START Given data
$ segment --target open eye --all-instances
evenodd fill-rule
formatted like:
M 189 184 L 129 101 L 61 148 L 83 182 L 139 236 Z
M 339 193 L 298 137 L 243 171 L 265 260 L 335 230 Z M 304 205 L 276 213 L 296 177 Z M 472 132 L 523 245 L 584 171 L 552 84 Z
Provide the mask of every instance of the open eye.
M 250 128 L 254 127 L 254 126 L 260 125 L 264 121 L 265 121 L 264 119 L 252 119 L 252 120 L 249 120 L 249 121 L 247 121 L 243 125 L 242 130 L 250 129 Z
END Given data
- _Work order_
The records above should be printed exactly, please, from the first line through the line containing "M 339 193 L", with both ends kept and nothing past it.

- _Answer section_
$ segment --target open eye --all-instances
evenodd fill-rule
formatted like:
M 189 184 L 129 101 L 61 148 L 83 182 L 139 236 Z
M 339 193 L 298 137 L 243 171 L 265 260 L 335 230 Z M 304 205 L 276 213 L 296 177 Z M 472 132 L 523 245 L 584 171 L 552 84 Z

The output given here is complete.